- [Input]

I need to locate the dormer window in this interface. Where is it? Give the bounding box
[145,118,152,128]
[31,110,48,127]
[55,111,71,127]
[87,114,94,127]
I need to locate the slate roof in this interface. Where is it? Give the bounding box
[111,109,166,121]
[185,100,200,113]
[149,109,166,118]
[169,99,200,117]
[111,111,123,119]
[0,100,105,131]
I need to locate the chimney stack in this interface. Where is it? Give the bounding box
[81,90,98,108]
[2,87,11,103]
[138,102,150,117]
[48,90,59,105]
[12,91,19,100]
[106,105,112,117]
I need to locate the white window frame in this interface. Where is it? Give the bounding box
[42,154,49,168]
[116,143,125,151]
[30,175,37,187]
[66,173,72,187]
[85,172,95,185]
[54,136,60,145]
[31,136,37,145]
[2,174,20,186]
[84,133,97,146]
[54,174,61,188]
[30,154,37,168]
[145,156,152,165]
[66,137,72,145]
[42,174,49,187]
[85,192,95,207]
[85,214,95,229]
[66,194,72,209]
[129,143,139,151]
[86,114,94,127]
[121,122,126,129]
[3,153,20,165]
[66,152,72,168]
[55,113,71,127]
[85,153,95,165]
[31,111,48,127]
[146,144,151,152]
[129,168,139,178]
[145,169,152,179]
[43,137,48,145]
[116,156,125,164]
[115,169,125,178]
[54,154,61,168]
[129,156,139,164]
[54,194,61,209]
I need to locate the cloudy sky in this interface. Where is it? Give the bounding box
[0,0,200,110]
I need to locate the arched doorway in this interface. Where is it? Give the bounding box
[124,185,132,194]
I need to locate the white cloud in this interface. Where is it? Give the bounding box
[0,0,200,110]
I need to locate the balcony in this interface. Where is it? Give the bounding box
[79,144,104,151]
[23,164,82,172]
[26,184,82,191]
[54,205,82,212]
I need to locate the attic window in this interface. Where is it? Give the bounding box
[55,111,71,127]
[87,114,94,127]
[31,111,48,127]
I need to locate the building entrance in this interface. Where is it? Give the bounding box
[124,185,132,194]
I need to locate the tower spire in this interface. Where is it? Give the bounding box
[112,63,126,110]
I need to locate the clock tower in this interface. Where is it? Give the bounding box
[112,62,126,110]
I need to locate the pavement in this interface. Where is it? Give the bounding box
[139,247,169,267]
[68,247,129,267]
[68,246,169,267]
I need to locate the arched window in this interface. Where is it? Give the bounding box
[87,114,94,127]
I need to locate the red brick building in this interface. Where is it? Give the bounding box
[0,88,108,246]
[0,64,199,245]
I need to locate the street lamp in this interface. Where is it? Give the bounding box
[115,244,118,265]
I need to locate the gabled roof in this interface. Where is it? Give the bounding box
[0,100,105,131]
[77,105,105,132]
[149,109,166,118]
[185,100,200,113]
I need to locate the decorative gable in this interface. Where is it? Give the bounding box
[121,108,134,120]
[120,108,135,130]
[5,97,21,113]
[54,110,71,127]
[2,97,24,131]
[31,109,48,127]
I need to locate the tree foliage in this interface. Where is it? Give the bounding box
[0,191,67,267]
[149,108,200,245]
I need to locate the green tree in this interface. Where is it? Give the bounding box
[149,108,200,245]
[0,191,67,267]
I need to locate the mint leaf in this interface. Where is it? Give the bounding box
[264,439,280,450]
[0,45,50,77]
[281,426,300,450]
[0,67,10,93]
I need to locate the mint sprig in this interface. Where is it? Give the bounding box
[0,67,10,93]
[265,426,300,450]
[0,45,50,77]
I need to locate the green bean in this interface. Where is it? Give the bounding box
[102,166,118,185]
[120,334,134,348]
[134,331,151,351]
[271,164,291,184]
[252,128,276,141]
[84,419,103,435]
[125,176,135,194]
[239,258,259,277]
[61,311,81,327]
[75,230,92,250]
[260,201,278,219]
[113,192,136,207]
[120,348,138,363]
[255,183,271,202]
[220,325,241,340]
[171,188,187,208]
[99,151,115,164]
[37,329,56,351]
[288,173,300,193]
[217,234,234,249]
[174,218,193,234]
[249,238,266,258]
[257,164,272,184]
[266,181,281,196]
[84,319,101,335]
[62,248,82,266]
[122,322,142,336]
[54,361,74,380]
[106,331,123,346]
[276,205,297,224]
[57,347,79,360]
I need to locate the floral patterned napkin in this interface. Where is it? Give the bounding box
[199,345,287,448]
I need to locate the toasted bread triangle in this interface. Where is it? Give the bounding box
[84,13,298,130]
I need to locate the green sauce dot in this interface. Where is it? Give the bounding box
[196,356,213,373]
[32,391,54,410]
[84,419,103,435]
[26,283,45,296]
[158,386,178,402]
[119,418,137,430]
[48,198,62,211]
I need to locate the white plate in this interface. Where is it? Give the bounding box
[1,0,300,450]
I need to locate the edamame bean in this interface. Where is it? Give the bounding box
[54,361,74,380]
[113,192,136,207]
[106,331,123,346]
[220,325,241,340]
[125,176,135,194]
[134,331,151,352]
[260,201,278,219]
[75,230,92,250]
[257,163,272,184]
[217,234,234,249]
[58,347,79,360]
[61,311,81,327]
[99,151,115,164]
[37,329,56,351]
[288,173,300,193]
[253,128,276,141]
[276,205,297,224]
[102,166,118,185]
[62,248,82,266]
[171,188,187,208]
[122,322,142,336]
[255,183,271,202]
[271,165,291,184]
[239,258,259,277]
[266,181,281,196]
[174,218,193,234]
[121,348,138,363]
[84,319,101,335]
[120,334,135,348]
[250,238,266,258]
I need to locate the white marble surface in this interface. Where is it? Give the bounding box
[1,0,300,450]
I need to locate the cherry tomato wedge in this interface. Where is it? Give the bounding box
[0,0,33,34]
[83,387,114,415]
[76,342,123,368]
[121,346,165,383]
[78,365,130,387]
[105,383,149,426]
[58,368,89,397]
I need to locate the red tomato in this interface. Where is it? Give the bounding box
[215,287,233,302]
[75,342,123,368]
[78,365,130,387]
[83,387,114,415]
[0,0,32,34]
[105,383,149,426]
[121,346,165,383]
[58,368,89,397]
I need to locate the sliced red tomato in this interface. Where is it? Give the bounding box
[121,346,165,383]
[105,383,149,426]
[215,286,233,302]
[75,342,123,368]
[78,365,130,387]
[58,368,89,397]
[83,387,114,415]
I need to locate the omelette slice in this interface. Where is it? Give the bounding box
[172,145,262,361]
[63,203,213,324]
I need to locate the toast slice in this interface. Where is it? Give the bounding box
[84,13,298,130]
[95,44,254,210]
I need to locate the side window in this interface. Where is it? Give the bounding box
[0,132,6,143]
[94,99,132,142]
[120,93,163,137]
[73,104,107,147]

- [Work order] Without altering a single word, repeat the material.

- [Answer box]
I need to locate the dormer window in this interface. Where is it? Give the bounding box
[145,118,152,128]
[31,110,48,127]
[55,111,71,127]
[87,114,94,127]
I need to locate the slate roof in this interface. Where is it? Give the bounding box
[111,109,166,121]
[185,100,200,113]
[149,109,166,118]
[169,99,200,117]
[111,111,123,119]
[0,100,105,131]
I need to locate the chimney stack in this interface. Where is it? Give the bounding box
[81,90,98,108]
[2,87,11,103]
[138,102,150,117]
[48,90,59,105]
[12,91,19,100]
[106,105,112,117]
I need to locate the white window frame in this interface. Where is it? Give the bounding box
[42,154,49,168]
[116,143,125,151]
[30,175,37,187]
[66,173,72,187]
[85,172,95,185]
[54,136,60,145]
[31,136,37,145]
[2,174,20,186]
[84,133,97,146]
[54,174,61,188]
[30,154,37,168]
[145,156,152,165]
[66,137,72,145]
[42,174,49,187]
[85,192,95,207]
[85,214,95,229]
[66,194,72,209]
[129,143,139,151]
[86,114,94,127]
[121,122,126,129]
[3,153,20,165]
[66,152,72,168]
[55,113,71,127]
[85,153,95,165]
[31,111,48,127]
[146,144,151,152]
[129,168,139,178]
[145,169,152,179]
[43,137,48,145]
[116,156,125,164]
[115,169,125,178]
[54,154,61,168]
[129,156,139,164]
[54,194,61,209]
I need to locate the cloudy sky in this interface. Where is it? Give the bounding box
[0,0,200,110]
I need to locate the arched doorway in this interface. Where is it? Give the bounding box
[124,185,132,194]
I need to locate the white cloud in this interface. Where is it? Give the bounding box
[0,0,200,110]
I need to locate the balcony in this interface. Where is it? Give the bounding box
[79,144,104,151]
[23,164,82,172]
[26,184,82,191]
[54,205,82,212]
I need to locate the attic window in this interface. Where is it? Give the bounding box
[55,111,71,127]
[87,114,94,127]
[31,111,48,127]
I need to locate the building entrance in this interface. Where is it? Give the bounding box
[124,185,132,194]
I need to locate the tower spire in this interface. Where is it? Give the bounding box
[112,63,126,110]
I need to locate the clock tower in this interface. Where is it? Give the bounding box
[112,62,126,110]
I need to locate the pavement in this interface. Where is it? Give the bounding box
[139,247,169,267]
[68,247,129,267]
[68,246,169,267]
I need to locate the arched window in this interface. Where is it? Give the bounding box
[87,114,94,127]
I need to locate the red brick building in this interface. Where is it? Give the bounding box
[0,88,108,246]
[0,64,199,245]
I need to locate the street lamp in this interface. Where is it? Give the bounding box
[115,244,118,265]
I need to locate the gabled roof in this interface. Where is it? Give the bounding box
[0,100,105,131]
[77,105,105,132]
[149,109,166,118]
[185,100,200,113]
I need to locate the decorative gable in this interface. Where is it? Give the bounding box
[121,108,134,120]
[120,108,135,130]
[5,97,21,113]
[54,110,71,127]
[2,97,24,131]
[31,109,48,127]
I need to locate the tree foliage in this interface. Where is it? Give the bounding box
[0,191,67,267]
[149,108,200,245]
I need to locate the green tree in this interface. Where is it? Give the bounding box
[149,108,200,245]
[0,191,67,267]
I need to locate the mint leaf in this interface. Where is it? Give the bounding box
[264,439,280,450]
[0,45,50,77]
[281,426,300,450]
[0,67,10,93]
I need to locate the mint sprig in this interface. Where is it? Give the bounding box
[0,67,10,93]
[265,426,300,450]
[0,45,50,77]
I need to locate the green bean in this interface. Where is it? Give the bounding box
[102,166,118,185]
[120,334,134,348]
[134,331,151,351]
[271,164,291,184]
[252,128,276,141]
[84,419,103,435]
[125,176,135,194]
[239,258,259,277]
[61,311,81,327]
[75,230,92,250]
[260,201,278,219]
[113,192,136,207]
[120,348,138,363]
[255,183,271,202]
[220,325,241,340]
[171,188,187,208]
[99,151,115,164]
[37,329,56,351]
[288,173,300,193]
[217,234,234,249]
[174,218,193,234]
[249,238,266,258]
[257,164,272,184]
[266,181,281,196]
[84,319,101,335]
[62,248,82,266]
[122,322,142,336]
[54,361,74,380]
[106,331,123,346]
[276,205,297,224]
[57,347,79,360]
I need to locate the floral patterned napkin in this interface. Where is it? Give the bounding box
[199,345,287,448]
I need to locate the toasted bread triangle in this interface. Where is it? Give the bounding box
[84,13,298,130]
I need to locate the green sauce dot in this interface. Where is it? Give the bounding box
[196,356,213,373]
[32,391,54,410]
[84,419,103,435]
[26,283,45,296]
[158,386,178,402]
[119,418,137,430]
[48,198,62,211]
I need to locate the white plate in this interface. Where is it? Give the bounding box
[1,0,300,450]
I need to locate the edamame bean in this interface. Where is it? Give the bounding box
[54,361,74,380]
[113,192,136,207]
[106,331,123,346]
[220,325,241,340]
[125,176,135,194]
[134,331,151,352]
[260,201,278,219]
[75,230,92,250]
[257,163,272,184]
[217,234,234,249]
[58,347,79,360]
[61,311,81,327]
[99,151,115,164]
[37,329,56,351]
[288,173,300,193]
[253,128,276,141]
[276,205,297,224]
[102,166,118,185]
[62,248,82,266]
[171,188,187,208]
[122,322,142,336]
[255,183,271,202]
[271,165,291,184]
[239,258,259,277]
[266,181,281,196]
[174,218,193,234]
[121,348,138,363]
[84,319,101,335]
[120,334,135,348]
[250,238,266,258]
I need to locate the white marble surface in this interface. Where is it? Give the bounding box
[1,0,300,450]
I need to locate the cherry tomato wedge in this interface. Where is it? Give the bounding box
[0,0,33,34]
[83,387,114,415]
[76,342,123,368]
[121,346,165,383]
[78,365,130,387]
[105,383,149,426]
[58,368,89,397]
I need to locate the red tomato in this interface. Where is it? Give the bounding box
[215,287,233,302]
[75,342,123,368]
[78,365,130,387]
[83,387,114,415]
[0,0,32,34]
[105,383,149,426]
[121,346,165,383]
[58,368,89,397]
I need to locate the sliced red tomato in this interface. Where is it? Give the bounding box
[121,346,165,383]
[105,383,149,426]
[215,286,233,302]
[75,342,123,368]
[78,365,130,387]
[58,368,89,397]
[83,387,114,415]
I need to locate the omelette slice in this interface. Where is it? Give the bounding box
[172,145,262,361]
[63,203,213,324]
I need to locate the toast slice in this interface. Where is it? Give the bounding box
[84,13,298,130]
[95,44,254,210]
I need to locate the side window in this interface. Where is it? Give the bounding box
[0,132,6,143]
[94,99,132,142]
[120,93,163,137]
[73,104,107,147]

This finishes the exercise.